Your assignment: The entries should be written out again exactly as they read.

Records to process Start Marker

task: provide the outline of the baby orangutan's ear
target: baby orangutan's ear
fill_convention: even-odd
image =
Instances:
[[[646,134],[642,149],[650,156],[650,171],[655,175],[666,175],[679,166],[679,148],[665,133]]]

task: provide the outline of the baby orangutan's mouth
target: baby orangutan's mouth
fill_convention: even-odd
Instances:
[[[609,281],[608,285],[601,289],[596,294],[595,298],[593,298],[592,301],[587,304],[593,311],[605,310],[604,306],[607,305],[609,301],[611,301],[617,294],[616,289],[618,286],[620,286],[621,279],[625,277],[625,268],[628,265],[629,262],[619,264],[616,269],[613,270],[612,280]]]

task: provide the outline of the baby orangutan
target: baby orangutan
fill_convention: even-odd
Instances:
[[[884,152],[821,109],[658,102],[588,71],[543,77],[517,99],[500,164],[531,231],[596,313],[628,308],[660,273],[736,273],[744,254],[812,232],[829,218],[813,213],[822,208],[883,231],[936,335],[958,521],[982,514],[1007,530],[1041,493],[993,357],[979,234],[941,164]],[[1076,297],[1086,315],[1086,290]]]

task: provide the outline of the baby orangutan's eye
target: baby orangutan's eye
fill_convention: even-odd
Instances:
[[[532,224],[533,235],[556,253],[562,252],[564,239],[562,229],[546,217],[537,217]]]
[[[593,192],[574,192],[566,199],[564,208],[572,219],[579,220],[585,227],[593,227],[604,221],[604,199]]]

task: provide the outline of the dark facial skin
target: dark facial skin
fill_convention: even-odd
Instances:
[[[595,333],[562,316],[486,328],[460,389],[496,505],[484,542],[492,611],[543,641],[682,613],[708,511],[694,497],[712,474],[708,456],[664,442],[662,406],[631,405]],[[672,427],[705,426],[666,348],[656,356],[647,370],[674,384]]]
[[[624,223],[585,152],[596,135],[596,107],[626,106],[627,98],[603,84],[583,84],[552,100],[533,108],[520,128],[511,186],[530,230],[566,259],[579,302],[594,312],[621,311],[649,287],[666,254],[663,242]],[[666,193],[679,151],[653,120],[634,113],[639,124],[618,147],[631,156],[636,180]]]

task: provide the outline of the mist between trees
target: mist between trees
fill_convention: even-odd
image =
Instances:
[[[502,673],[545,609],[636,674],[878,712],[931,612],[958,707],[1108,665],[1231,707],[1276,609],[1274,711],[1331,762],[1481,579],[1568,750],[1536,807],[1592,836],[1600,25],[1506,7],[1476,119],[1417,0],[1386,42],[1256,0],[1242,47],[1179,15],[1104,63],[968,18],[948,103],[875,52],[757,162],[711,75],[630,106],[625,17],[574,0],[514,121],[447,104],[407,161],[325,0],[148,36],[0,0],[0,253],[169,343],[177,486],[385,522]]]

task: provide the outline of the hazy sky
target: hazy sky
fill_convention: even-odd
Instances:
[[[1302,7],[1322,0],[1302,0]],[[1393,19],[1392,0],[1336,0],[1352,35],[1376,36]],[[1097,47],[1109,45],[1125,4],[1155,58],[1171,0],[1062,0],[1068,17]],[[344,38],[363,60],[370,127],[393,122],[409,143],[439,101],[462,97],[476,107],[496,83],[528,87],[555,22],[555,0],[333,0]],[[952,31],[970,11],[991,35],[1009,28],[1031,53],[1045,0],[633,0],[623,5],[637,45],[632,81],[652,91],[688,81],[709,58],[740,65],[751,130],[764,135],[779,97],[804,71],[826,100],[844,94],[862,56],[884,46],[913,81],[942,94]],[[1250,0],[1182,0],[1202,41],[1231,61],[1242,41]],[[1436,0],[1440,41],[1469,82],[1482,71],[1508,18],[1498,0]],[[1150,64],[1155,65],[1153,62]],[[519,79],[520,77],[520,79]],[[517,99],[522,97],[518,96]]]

Records to process End Marker

Written answer:
task: provide the outline of the baby orangutan's ear
target: baby orangutan's ear
fill_convention: even-odd
image =
Instances:
[[[646,134],[642,149],[650,156],[650,171],[655,175],[666,175],[679,166],[679,148],[665,133]]]

task: provide the outline of the baby orangutan's mouth
target: baby orangutan's mouth
fill_convention: even-odd
Instances:
[[[609,281],[608,285],[601,289],[596,294],[595,298],[593,298],[592,301],[587,304],[593,311],[605,310],[604,306],[607,305],[609,301],[611,301],[617,294],[616,289],[618,286],[620,286],[621,279],[625,277],[625,268],[628,265],[629,262],[619,264],[616,269],[613,270],[612,280]]]

task: provide the outline of the baby orangutan
target: baby orangutan
fill_convention: even-odd
Instances:
[[[884,152],[821,109],[658,102],[588,71],[543,77],[517,99],[500,164],[531,231],[596,313],[628,308],[660,273],[736,273],[744,254],[812,232],[829,218],[813,213],[822,208],[883,231],[936,335],[958,521],[982,514],[1007,530],[1041,493],[993,357],[979,234],[941,164]],[[1076,297],[1086,315],[1086,290]]]

task: provide the outline of the baby orangutan's eye
target: baby orangutan's eye
fill_convention: even-odd
Instances:
[[[532,224],[533,235],[556,253],[562,252],[564,239],[562,229],[546,217],[537,217]]]
[[[593,192],[574,192],[566,199],[564,208],[572,219],[579,220],[585,227],[593,227],[604,221],[604,199]]]

task: provide the outline of the dark facial skin
target: dark facial skin
fill_convention: even-odd
Instances:
[[[595,333],[562,316],[486,328],[460,389],[496,505],[484,542],[492,611],[543,641],[682,613],[708,511],[694,497],[712,474],[708,456],[664,442],[662,406],[631,405]],[[672,427],[705,426],[666,348],[656,356],[647,370],[674,384]]]
[[[624,223],[585,152],[596,135],[596,107],[626,106],[627,98],[603,84],[583,84],[552,100],[533,108],[520,128],[511,186],[530,230],[566,259],[579,302],[594,312],[621,311],[649,287],[666,254],[663,242]],[[666,193],[679,151],[653,120],[634,113],[639,124],[618,147],[631,156],[636,180]]]

task: provide the outline of the mist between trees
target: mist between trees
fill_convention: even-odd
image =
Instances:
[[[502,673],[545,609],[636,674],[878,712],[931,612],[958,707],[1108,665],[1231,707],[1276,609],[1274,711],[1331,762],[1481,579],[1568,750],[1536,807],[1592,836],[1600,25],[1506,7],[1476,119],[1417,0],[1386,42],[1256,0],[1242,47],[1179,15],[1104,63],[968,18],[948,103],[875,52],[757,162],[711,75],[630,106],[625,17],[574,0],[514,121],[447,104],[407,161],[325,0],[148,36],[0,0],[0,253],[169,343],[177,486],[385,522]]]

task: provide the outline of the hazy sky
target: hazy sky
fill_convention: even-odd
Instances:
[[[1302,7],[1322,0],[1302,0]],[[1393,19],[1392,0],[1336,0],[1352,35],[1376,36]],[[1097,47],[1109,45],[1125,4],[1155,58],[1171,0],[1062,0],[1068,17]],[[344,38],[363,60],[370,127],[393,122],[409,143],[439,101],[462,97],[476,107],[496,83],[528,87],[555,22],[555,0],[333,0]],[[952,31],[970,11],[991,35],[1009,28],[1031,53],[1045,0],[633,0],[623,5],[637,45],[632,81],[652,91],[688,81],[709,58],[740,65],[751,130],[764,135],[779,97],[804,71],[826,100],[844,94],[862,56],[884,46],[913,81],[942,94]],[[1250,0],[1182,0],[1202,41],[1231,61],[1242,41]],[[1436,0],[1440,41],[1469,82],[1482,71],[1508,18],[1498,0]],[[1150,64],[1155,65],[1153,62]],[[519,79],[520,77],[520,79]],[[517,99],[522,97],[518,96]]]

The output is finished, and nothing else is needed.